Document text:

•••

Main

Treatment paradigms for small-volume, low-grade prostate cancer (PCa) are currently moving away from radical treatments. The recent controversial US preventative task force report (Lin et al, 2011) giving PSA screening a ‘D’ rating, prompted by the results from the PLCO and ERSP trials, has highlighted the issues associated with overdiagnosis and overtreatment of PCa. In follow-up of over 3,500 patients across seven active surveillance (AS) case series, the cancer-specific survival for the cohort is 99.7% (Cooperberg et al, 2011), though median follow-up remains relatively short (2–7 years). Active surveillance has emerged as a viable management option and should be offered to patients with low-risk cancer (National Institute for Health and Clinical Excellence, 2008; National Institute of Health, 2011).

There are many different inclusion criteria for AS published in the literature. While all are variations on the model developed by Epstein et al (1994), the discrepancies between them reflect the uncertainty in appropriate cutoffs to distinguish indolent from high-risk cancer. In addition, regional differences in the underlying prevalence of PSA testing in the community alters the pre-test probability for high-risk disease (Moore et al, 2009) in defined ‘low-risk’ cohorts, which potentially interferes with the performance of selection rules when applied to populations distinct from which they were generated.

•••

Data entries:
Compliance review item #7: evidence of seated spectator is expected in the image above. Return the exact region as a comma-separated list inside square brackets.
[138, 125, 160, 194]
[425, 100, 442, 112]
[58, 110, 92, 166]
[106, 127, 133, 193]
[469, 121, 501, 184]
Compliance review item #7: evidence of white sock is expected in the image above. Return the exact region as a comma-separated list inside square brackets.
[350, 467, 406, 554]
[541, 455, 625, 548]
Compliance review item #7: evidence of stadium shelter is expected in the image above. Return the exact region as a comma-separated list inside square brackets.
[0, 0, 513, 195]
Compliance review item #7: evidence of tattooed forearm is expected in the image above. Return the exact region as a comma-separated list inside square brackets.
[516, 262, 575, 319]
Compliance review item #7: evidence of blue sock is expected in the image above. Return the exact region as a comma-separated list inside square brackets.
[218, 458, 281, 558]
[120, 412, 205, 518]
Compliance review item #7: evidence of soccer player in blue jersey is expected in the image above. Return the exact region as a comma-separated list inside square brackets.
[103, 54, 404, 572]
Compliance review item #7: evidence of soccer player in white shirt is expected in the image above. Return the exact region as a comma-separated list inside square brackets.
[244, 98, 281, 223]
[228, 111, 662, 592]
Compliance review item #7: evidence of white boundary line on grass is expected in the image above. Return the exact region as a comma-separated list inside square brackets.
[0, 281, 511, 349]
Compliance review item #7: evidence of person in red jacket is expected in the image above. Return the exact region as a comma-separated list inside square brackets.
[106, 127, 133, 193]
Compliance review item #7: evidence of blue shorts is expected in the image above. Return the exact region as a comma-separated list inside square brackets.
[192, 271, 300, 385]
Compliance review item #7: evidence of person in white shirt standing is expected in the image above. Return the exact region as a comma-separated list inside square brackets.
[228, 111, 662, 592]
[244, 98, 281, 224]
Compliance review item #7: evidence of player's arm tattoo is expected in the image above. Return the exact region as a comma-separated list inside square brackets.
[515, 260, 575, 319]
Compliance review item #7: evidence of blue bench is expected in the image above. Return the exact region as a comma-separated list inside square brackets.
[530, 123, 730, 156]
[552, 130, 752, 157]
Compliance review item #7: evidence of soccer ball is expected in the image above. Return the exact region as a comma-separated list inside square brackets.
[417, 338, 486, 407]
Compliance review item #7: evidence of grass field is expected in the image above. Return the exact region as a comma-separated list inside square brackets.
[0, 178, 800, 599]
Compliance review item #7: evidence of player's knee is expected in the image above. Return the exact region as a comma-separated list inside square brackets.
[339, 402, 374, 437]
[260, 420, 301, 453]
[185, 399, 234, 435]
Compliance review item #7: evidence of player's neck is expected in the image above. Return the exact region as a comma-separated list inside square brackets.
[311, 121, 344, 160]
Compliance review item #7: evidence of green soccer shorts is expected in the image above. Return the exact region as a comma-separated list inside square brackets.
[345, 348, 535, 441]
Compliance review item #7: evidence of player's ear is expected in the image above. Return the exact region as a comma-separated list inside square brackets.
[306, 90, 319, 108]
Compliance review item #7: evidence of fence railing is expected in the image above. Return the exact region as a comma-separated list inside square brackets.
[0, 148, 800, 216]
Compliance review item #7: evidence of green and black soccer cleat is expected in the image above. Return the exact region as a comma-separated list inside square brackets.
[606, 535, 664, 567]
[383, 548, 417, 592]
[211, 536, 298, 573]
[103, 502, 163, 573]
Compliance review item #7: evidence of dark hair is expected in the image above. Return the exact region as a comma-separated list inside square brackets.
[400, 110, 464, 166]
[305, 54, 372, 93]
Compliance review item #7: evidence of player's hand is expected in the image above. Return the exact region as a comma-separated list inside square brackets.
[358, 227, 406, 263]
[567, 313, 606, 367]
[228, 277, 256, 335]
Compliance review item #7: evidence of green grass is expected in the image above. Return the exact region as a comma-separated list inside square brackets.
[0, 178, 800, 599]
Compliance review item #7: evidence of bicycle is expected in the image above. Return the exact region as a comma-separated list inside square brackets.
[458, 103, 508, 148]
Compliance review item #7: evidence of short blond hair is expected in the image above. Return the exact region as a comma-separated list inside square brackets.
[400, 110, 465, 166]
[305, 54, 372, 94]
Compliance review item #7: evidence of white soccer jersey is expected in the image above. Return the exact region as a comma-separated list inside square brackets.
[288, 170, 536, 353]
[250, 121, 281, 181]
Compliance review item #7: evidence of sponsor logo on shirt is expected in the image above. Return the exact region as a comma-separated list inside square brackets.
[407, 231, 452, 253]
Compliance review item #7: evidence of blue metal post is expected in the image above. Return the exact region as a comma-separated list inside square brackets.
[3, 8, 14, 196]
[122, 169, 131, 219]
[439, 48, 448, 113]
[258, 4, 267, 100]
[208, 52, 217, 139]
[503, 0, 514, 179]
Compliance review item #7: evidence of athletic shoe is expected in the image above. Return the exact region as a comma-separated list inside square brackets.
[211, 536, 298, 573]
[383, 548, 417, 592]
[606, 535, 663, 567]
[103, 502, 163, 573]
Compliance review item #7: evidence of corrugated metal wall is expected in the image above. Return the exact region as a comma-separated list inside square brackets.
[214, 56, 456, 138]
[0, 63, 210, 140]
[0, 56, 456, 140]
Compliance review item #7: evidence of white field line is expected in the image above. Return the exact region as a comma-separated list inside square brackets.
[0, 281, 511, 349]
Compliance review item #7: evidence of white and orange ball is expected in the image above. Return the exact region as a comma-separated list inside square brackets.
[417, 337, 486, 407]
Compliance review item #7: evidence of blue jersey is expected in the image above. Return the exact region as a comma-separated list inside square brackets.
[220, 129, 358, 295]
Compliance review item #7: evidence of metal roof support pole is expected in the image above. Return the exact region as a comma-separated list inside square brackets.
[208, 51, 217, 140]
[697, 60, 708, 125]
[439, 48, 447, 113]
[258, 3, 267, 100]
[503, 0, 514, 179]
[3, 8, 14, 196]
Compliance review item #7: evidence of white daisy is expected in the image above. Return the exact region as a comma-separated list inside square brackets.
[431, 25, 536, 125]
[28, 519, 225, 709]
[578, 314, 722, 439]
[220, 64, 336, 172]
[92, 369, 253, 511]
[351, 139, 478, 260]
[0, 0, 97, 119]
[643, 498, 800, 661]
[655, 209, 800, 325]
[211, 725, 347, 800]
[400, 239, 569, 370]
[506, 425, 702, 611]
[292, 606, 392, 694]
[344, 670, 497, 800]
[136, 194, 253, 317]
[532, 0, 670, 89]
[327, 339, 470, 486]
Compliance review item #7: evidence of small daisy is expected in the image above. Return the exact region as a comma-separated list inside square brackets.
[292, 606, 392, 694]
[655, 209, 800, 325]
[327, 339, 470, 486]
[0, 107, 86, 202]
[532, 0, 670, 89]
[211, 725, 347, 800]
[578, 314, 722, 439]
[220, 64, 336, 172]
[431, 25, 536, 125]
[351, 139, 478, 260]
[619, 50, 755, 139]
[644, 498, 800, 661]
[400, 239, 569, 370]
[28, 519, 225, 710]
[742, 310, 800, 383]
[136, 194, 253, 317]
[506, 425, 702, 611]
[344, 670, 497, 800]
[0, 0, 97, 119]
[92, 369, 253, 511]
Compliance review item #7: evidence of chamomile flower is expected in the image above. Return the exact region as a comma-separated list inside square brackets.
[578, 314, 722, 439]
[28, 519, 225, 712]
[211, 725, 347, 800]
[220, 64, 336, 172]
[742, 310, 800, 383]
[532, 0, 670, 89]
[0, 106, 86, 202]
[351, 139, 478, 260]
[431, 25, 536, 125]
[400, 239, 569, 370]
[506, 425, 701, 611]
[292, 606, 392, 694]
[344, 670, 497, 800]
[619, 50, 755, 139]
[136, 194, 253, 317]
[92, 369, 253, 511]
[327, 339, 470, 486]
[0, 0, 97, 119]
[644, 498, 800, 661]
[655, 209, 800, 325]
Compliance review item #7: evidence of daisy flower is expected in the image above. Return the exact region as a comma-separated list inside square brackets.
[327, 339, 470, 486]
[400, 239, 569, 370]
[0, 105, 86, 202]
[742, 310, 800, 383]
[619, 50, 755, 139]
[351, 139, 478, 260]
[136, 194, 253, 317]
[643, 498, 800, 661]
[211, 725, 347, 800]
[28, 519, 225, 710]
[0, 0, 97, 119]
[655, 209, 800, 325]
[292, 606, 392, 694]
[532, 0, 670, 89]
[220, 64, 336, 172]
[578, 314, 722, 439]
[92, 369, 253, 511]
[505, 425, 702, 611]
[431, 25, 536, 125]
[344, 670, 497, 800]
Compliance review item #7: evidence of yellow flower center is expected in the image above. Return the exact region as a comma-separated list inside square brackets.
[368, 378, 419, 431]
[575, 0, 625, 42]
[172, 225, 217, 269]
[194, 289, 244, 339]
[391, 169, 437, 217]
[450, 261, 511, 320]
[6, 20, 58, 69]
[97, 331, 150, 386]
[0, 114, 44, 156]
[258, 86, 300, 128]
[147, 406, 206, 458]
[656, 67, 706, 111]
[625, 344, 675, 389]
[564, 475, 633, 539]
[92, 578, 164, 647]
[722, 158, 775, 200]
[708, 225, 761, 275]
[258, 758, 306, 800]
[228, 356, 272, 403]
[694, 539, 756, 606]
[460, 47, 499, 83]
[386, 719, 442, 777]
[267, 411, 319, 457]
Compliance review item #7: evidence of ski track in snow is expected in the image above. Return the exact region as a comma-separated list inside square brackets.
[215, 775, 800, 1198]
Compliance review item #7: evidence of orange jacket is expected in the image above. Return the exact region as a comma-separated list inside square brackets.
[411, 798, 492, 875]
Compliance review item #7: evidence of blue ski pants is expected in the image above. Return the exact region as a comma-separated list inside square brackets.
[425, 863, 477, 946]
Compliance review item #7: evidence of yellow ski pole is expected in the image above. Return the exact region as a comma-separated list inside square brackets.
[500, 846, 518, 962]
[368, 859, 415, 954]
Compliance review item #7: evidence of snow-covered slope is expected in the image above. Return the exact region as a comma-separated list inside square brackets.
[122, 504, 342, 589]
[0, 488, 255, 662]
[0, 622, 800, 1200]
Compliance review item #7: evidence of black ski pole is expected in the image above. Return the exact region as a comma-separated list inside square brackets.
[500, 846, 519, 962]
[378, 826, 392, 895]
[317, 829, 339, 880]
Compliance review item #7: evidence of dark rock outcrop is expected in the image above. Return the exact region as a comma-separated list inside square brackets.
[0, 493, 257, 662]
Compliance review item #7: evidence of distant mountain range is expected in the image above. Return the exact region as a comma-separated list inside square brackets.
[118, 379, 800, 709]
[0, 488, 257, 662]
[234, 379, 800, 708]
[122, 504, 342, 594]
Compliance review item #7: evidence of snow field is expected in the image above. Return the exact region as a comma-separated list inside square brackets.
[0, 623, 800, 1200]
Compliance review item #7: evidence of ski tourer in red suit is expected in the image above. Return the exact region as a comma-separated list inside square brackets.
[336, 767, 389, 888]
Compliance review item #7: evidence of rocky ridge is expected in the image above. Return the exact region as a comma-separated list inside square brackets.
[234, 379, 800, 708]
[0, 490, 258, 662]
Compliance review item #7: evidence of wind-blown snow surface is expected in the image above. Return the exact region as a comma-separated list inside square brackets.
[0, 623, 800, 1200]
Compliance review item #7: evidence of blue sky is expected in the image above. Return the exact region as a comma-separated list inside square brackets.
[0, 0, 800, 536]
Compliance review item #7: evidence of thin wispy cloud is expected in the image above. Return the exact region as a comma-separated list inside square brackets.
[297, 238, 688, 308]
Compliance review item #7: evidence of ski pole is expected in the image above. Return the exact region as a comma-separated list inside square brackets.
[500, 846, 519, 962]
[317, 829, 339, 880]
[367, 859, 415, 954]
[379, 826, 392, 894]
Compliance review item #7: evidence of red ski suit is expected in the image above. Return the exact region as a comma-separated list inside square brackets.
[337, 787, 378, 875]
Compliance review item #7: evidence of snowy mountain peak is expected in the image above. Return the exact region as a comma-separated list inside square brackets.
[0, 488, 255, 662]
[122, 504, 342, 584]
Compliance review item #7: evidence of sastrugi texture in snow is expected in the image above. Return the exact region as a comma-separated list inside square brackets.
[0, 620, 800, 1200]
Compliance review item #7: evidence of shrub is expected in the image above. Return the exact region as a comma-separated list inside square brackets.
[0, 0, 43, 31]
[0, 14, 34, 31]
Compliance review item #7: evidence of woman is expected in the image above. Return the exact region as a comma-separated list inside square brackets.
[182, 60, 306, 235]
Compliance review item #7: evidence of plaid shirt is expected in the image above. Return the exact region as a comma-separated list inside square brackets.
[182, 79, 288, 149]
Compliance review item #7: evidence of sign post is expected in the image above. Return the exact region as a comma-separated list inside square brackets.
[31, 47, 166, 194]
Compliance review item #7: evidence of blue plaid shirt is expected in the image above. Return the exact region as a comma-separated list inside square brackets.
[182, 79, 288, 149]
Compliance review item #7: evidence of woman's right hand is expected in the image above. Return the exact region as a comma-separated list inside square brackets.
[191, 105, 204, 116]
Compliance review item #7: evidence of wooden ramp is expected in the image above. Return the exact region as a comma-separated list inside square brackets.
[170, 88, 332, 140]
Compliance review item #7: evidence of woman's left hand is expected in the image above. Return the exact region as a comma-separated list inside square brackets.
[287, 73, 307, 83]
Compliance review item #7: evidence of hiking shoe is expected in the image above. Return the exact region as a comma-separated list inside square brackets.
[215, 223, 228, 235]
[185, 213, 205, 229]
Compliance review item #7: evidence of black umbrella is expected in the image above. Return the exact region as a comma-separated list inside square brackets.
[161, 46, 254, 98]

•••

Work task 1: Print the part of the prostate cancer text from "There are many" to "they were generated.".
Work task 2:
Please decide whether each statement agrees with the prostate cancer text. Answer yes or no, and quote the words from the text that settle it.
(a) Across seven active surveillance case series, the cancer-specific survival for the cohort is 99.7%.
(b) Median follow-up in those series is longer than ten years.
(c) All published inclusion criteria for active surveillance are variations on the model developed by Epstein et al (1994).
Work task 3: According to the prostate cancer text, what rating did the US preventative task force report give PSA screening?

Result 1:
There are many different inclusion criteria for AS published in the literature. While all are variations on the model developed by Epstein et al (1994), the discrepancies between them reflect the uncertainty in appropriate cutoffs to distinguish indolent from high-risk cancer. In addition, regional differences in the underlying prevalence of PSA testing in the community alters the pre-test probability for high-risk disease (Moore et al, 2009) in defined ‘low-risk’ cohorts, which potentially interferes with the performance of selection rules when applied to populations distinct from which they were generated.

Result 2:
(a) Yes: "the cancer-specific survival for the cohort is 99.7% (Cooperberg et al, 2011)"
(b) No: "median follow-up remains relatively short (2–7 years)"
(c) Yes: "While all are variations on the model developed by Epstein et al (1994)"

Result 3: A ‘D’ rating.